Set the following entries down again exactly, line by line.

→ **MATERIAL PROVIDED**:

--------------------------------

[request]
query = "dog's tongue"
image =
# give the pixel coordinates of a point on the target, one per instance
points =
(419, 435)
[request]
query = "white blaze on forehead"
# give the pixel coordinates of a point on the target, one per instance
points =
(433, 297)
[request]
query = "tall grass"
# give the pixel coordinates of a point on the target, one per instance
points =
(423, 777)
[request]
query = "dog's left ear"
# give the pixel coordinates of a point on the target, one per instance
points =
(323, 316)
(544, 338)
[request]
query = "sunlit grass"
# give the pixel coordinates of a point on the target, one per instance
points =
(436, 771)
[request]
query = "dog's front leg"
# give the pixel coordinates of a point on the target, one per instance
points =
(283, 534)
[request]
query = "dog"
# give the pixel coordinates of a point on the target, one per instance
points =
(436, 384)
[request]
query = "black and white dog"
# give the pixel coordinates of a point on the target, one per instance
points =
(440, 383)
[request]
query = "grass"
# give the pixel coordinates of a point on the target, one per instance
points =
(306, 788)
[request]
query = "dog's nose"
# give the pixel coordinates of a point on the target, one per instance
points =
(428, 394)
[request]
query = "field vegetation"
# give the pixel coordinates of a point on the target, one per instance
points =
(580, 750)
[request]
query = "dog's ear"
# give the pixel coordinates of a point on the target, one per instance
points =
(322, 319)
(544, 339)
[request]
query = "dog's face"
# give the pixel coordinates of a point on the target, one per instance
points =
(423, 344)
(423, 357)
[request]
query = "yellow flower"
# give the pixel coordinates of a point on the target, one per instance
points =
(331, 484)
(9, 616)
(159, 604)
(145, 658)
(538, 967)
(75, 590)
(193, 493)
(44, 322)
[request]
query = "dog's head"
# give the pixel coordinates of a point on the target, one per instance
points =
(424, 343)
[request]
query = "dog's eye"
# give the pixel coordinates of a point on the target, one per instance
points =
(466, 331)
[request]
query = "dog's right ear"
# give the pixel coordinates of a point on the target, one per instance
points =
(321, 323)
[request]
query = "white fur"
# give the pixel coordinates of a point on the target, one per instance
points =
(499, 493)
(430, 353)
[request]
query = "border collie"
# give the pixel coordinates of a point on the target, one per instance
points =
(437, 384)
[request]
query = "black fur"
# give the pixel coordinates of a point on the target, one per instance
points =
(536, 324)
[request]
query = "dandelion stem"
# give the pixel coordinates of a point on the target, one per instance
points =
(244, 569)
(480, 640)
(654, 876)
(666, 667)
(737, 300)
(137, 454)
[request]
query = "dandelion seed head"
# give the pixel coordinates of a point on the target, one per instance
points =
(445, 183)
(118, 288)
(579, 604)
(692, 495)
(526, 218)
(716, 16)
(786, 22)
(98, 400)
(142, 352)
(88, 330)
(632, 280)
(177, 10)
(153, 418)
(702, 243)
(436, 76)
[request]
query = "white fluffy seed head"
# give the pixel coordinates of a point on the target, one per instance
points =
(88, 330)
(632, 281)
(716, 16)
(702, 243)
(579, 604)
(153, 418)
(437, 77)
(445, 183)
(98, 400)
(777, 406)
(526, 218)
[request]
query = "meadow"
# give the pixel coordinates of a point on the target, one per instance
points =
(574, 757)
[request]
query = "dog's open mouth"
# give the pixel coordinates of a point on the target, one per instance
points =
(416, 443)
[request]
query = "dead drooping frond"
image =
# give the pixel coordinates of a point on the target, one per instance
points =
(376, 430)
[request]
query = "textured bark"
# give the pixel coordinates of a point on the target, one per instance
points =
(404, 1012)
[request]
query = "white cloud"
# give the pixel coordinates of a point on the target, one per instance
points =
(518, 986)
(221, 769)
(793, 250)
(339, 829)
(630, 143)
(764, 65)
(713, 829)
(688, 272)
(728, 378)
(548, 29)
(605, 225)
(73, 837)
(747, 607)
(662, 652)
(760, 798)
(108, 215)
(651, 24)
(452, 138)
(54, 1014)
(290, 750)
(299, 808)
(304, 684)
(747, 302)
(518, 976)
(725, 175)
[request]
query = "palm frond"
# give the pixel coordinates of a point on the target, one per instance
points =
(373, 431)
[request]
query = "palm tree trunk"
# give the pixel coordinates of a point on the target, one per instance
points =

--------------------------------

→ **EXPECTED ANSWER**:
[request]
query = "dog's tongue"
image =
# give the pixel coordinates of a point on the target, one per instance
points =
(419, 435)
[request]
query = "white blaze on forehead"
# give the pixel coordinates of a point on the target, one per instance
points =
(433, 297)
[request]
query = "tall grass"
# give the pixel coordinates of a point on the target, one per instance
points =
(423, 777)
[request]
query = "dog's left ear"
# give the pixel coordinates of a point on the target, one per instance
points =
(323, 316)
(544, 338)
[request]
query = "sunlit grass"
# give the pixel coordinates of a point on the target, one per instance
points =
(436, 771)
[request]
query = "dog's front leg"
# give the pixel coordinates of a point on the target, one per instance
points =
(283, 534)
[request]
query = "dog"
# give the pixel coordinates of a point on the target, one per instance
points =
(436, 384)
[request]
query = "black and white dog"
# give the pixel coordinates of a point on the target, one per instance
points =
(440, 383)
[request]
query = "grass"
# give the pixel coordinates of a point on the target, one per instance
points =
(306, 788)
[request]
query = "dog's nose"
# give the pixel coordinates of a point on the target, one per instance
points =
(428, 394)
[request]
query = "field vegetation"
# give the pixel coordinates of a point on the target, one per instance
points =
(580, 750)
[request]
query = "dog's ear"
# give the pixel coordinates of a point on the target, one per instance
points =
(322, 319)
(544, 339)
[request]
query = "dog's face"
# give the pixel coordinates of a point on the target, one per instance
points =
(423, 344)
(423, 357)
[request]
query = "yellow flower"
# give the pixel coordinates of a point on the target, one per instance
points =
(331, 484)
(9, 616)
(159, 604)
(145, 658)
(538, 967)
(75, 590)
(193, 493)
(44, 322)
[request]
query = "dog's head"
# give the pixel coordinates of a point on the target, one per instance
points =
(424, 343)
[request]
query = "dog's eye"
# give the pixel coordinates of a point on the target, one per instance
points =
(466, 331)
[request]
query = "dog's right ear"
# give the pixel coordinates of a point on the target, one per instance
points =
(321, 323)
[request]
query = "white fur"
# give the pixel coordinates of a point on the target, one per instance
points =
(499, 493)
(430, 353)
[request]
query = "border collie"
# give the pixel coordinates of a point on the target, one per instance
points =
(437, 384)
[request]
query = "black fur"
# give the pixel coordinates of a point on the target, one per instance
points =
(536, 324)
[request]
query = "dandelion stem"
# give the pixel coordinates of a point on the target, one per instance
points =
(244, 569)
(480, 640)
(654, 876)
(666, 667)
(737, 300)
(137, 454)
[request]
query = "dandelion seed head"
# give the pixel coordinates of a point on the target, one per instance
points =
(445, 183)
(118, 288)
(579, 604)
(692, 495)
(526, 218)
(716, 16)
(786, 22)
(98, 400)
(142, 352)
(88, 330)
(632, 280)
(177, 10)
(153, 418)
(702, 243)
(436, 76)
[request]
query = "white fluffy seed head"
# give the pixel coordinates of a point on the target, one per instance
points =
(88, 330)
(632, 281)
(716, 16)
(702, 243)
(579, 604)
(153, 418)
(437, 77)
(445, 183)
(98, 400)
(777, 406)
(526, 218)
[request]
query = "meadow"
# give the pixel coordinates of a point on the target, one per instance
points =
(574, 757)
[request]
query = "dog's open mouth"
# give the pixel coordinates of a point on the target, one per instance
points =
(416, 443)
[request]
query = "dead drooping frond"
image =
# give the pixel coordinates of a point on the target, one per instance
points =
(376, 430)
[request]
query = "textured bark"
# give the pixel coordinates of a point on the target, one per instance
points =
(404, 1012)
[request]
query = "white cloud"
# give the pixel coordinates of a point on the target, one per instance
points =
(518, 986)
(221, 769)
(793, 250)
(339, 829)
(630, 143)
(764, 65)
(713, 829)
(688, 272)
(728, 378)
(548, 29)
(605, 225)
(73, 837)
(747, 607)
(662, 652)
(760, 798)
(108, 215)
(651, 24)
(452, 138)
(54, 1014)
(290, 750)
(299, 808)
(304, 684)
(747, 302)
(518, 976)
(725, 175)
[request]
query = "palm frond"
# give the pixel coordinates of a point on the target, one per instance
points =
(373, 431)
[request]
query = "palm tree trunk"
# give the pixel coordinates of a point on the target, one per instance
points =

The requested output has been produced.